### READING TEXT
Hey where did everyone go? It’s been 24 hrs without sleep and my Brisket and Butts are at 172*.  I don’t know why I’m bothering to type this when the adults wake up tomorrow this post will be gone like Joker’s youth…and Puff’s daddy……we might need you boat Puff because I think we are up a certain creek without a paddle.


----------



## ScottyDaQ (May 27, 2006)

I started mine a litte while ago. wanted to have it ready for dinner. watch the race, and eat some fresh Q. Mmmmm


----------



## Puff1 (May 27, 2006)

wittdog said:
			
		

> Hey where did everyone go? It’s been 24 hrs without sleep and my Brisket and Butts are at 172*.  I don’t know why I’m bothering to type this when the adults wake up tomorrow this post will be gone like Joker’s youth…and Puff’s daddy……we might need you boat Puff because I think we are up a certain creek without a paddle.



Nope still here  
Wake up Dog :!:


----------



## wittdog (May 27, 2006)

Well the meat is done. I had some fire control issues with the charcoal basket, but it doesn’t seem to have effected the finished product. I'll try to get pics of the finished stuff but I'm going to have a housefull after the little guys game……I’m still in denial about my food porn obsession.  The one thing I did notice is it doesn’t seem like I got that real nice smoke ring like I got on the last brisket I did.  :-k I think it’s because I used more pecan than cherry?


----------



## Cliff H. (May 27, 2006)

Looks very good.


----------



## Guest (May 27, 2006)

Just using charcoal or lump charcoal should give you a smoke ring.  I've read some discussions about certain ingredients in rubs inhibiting the formation of the smoke ring but I've never seen any conclusive proof.

### PROBLEM TO WORK ON
Reproduce part of the barbecue thread word for word: begin at the words "Nope still here" and stop after "pecan than cherry?". The material that follows comes from a separate source.

### STORED RECORDS
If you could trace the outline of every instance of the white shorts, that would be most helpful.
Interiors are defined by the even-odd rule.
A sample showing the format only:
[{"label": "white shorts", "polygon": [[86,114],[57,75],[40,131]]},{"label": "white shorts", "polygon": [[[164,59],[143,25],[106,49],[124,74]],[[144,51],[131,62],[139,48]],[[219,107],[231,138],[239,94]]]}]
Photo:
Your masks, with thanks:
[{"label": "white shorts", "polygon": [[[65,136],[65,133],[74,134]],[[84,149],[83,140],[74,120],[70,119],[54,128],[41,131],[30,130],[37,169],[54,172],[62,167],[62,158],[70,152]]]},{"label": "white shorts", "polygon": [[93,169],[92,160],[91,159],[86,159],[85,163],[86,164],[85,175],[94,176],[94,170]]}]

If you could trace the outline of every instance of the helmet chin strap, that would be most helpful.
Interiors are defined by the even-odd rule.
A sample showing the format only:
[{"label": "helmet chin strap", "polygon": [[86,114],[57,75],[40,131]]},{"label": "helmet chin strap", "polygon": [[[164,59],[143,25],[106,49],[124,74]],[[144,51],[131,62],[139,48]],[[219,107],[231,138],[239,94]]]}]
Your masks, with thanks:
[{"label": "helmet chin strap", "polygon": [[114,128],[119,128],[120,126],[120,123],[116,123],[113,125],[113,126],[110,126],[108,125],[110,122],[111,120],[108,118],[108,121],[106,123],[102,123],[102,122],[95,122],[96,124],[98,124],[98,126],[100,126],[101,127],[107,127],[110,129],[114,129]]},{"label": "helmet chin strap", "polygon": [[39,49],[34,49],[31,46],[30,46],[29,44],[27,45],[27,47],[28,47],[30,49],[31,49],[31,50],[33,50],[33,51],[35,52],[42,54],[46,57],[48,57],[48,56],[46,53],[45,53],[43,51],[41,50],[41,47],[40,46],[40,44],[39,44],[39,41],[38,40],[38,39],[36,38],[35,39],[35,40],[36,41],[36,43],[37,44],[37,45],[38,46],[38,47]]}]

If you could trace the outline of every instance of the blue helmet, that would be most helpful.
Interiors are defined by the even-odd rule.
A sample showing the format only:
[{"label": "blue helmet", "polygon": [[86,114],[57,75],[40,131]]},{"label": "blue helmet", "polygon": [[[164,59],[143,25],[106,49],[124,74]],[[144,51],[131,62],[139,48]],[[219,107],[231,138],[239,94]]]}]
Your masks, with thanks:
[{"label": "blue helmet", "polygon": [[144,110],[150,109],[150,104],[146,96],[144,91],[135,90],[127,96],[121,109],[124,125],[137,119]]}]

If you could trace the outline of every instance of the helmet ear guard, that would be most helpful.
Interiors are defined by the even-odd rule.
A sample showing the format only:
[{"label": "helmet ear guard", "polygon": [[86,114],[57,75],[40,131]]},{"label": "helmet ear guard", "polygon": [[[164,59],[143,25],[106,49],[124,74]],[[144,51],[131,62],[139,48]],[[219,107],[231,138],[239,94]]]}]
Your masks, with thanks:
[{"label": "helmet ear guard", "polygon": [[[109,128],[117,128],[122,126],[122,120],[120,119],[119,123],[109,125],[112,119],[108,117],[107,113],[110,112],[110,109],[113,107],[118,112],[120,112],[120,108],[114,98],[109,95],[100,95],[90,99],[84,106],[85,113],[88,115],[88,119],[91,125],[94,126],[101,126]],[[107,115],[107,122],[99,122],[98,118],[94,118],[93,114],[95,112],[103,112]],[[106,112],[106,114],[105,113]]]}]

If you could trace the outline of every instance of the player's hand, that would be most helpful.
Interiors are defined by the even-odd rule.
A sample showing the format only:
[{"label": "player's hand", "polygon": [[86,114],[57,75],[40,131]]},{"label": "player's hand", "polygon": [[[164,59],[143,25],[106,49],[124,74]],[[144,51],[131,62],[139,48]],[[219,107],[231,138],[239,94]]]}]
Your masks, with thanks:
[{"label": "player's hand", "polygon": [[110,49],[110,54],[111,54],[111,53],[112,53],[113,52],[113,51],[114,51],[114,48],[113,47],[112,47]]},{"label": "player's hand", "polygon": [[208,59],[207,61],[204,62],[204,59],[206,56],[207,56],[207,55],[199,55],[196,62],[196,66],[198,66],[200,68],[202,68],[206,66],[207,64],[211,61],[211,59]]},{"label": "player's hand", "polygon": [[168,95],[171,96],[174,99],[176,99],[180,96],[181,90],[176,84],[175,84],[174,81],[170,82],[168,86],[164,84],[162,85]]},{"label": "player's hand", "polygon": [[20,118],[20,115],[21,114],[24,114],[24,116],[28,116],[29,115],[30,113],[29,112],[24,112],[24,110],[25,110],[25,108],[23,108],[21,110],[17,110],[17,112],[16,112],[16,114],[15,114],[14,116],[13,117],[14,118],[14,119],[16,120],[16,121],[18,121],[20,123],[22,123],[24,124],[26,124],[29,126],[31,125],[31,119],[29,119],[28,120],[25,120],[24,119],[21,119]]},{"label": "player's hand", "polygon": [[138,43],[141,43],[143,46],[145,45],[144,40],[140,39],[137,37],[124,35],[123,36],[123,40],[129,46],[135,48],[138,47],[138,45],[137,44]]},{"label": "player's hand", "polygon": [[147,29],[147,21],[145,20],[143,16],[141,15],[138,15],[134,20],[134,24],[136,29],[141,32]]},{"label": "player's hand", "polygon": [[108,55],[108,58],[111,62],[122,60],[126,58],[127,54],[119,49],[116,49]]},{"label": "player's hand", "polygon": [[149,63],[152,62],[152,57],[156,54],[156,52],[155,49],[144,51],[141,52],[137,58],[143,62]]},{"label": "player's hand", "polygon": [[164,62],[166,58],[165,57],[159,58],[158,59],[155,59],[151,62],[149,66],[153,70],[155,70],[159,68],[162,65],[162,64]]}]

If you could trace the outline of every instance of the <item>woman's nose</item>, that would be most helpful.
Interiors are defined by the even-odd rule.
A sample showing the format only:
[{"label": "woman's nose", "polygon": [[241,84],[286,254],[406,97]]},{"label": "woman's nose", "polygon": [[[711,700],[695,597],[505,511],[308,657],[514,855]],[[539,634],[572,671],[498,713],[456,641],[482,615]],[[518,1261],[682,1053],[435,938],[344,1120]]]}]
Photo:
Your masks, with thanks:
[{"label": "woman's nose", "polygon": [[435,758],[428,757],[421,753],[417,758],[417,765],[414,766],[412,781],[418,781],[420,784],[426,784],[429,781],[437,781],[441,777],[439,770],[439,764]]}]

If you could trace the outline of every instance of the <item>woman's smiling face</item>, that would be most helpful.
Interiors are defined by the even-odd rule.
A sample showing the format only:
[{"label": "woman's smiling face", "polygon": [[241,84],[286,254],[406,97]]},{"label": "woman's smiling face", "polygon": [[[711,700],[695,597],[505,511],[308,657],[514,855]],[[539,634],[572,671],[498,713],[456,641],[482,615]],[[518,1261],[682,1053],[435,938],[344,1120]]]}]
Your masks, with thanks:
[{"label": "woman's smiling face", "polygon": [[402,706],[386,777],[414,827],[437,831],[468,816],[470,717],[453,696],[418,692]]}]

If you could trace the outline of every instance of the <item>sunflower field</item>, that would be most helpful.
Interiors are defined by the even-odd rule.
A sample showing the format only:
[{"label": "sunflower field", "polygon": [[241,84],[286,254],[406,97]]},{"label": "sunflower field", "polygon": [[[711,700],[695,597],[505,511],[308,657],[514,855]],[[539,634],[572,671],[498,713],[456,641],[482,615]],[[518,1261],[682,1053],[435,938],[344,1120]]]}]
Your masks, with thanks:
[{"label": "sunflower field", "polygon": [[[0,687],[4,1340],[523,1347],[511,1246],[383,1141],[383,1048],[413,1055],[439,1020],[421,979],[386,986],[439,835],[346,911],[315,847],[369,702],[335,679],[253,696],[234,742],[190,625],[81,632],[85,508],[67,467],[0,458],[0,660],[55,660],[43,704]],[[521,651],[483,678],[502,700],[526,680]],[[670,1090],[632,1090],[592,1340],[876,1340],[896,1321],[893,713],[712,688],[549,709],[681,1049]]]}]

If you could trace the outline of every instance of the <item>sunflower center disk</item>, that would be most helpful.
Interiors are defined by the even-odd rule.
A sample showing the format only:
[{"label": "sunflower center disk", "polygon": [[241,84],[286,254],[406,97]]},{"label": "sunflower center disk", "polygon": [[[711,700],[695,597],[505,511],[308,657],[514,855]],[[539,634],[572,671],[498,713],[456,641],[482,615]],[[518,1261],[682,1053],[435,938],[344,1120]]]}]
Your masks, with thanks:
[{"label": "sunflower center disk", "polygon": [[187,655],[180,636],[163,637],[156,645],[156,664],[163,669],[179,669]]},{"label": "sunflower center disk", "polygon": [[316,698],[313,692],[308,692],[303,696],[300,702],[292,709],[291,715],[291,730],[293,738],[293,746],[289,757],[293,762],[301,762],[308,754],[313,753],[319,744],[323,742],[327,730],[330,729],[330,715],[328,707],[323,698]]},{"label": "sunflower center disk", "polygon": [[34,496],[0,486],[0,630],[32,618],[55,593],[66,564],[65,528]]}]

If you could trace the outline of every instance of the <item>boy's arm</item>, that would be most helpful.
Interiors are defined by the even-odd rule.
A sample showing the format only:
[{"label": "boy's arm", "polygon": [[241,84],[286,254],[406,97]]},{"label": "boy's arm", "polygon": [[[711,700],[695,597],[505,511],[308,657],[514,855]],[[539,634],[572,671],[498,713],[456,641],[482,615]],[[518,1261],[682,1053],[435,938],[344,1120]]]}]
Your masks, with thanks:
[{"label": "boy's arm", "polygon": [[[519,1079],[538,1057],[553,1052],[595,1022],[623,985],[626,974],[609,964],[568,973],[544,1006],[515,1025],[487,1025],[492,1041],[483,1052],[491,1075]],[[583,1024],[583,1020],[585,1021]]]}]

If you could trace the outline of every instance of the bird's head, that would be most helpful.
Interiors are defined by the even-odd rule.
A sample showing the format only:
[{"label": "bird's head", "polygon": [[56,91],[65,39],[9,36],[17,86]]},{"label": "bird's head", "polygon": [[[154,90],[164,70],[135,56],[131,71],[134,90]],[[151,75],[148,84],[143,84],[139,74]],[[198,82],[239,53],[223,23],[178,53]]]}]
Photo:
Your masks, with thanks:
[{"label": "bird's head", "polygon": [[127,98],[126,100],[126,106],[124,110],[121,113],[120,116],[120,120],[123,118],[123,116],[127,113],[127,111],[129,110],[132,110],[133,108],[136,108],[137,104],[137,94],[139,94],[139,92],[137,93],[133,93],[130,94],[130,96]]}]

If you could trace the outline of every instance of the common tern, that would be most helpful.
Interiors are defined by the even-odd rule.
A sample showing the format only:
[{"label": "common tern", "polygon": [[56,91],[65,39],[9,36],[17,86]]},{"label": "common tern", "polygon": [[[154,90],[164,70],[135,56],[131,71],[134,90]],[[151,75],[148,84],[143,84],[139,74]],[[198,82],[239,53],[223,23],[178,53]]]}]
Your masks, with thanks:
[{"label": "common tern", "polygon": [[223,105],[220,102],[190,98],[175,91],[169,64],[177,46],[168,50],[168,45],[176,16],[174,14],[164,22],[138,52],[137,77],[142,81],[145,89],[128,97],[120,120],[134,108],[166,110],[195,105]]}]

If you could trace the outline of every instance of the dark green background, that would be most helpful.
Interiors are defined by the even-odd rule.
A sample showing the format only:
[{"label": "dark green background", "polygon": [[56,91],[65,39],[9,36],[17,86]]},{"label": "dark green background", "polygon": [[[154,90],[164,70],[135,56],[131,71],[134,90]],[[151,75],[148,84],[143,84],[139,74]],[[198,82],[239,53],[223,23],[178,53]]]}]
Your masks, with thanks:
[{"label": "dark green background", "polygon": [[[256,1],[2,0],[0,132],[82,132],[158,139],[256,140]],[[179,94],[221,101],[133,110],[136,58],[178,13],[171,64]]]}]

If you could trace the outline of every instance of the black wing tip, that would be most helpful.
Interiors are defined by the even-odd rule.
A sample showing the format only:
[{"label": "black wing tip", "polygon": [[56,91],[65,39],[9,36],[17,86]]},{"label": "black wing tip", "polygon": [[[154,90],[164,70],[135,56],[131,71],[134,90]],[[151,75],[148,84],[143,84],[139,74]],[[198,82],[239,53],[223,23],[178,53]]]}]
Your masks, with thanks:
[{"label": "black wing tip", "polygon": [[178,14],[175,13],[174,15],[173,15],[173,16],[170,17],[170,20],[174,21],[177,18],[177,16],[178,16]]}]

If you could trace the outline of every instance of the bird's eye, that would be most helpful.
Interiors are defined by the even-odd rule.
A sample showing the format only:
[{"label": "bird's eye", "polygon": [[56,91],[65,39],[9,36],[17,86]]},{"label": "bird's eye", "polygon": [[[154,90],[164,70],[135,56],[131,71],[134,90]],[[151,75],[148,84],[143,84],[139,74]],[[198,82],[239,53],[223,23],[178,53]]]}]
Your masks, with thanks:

### IN RESPONSE
Nope still here  
Wake up Dog :!:


----------



## wittdog (May 27, 2006)

Well the meat is done. I had some fire control issues with the charcoal basket, but it doesn’t seem to have effected the finished product. I'll try to get pics of the finished stuff but I'm going to have a housefull after the little guys game……I’m still in denial about my food porn obsession.  The one thing I did notice is it doesn’t seem like I got that real nice smoke ring like I got on the last brisket I did.  :-k I think it’s because I used more pecan than cherry?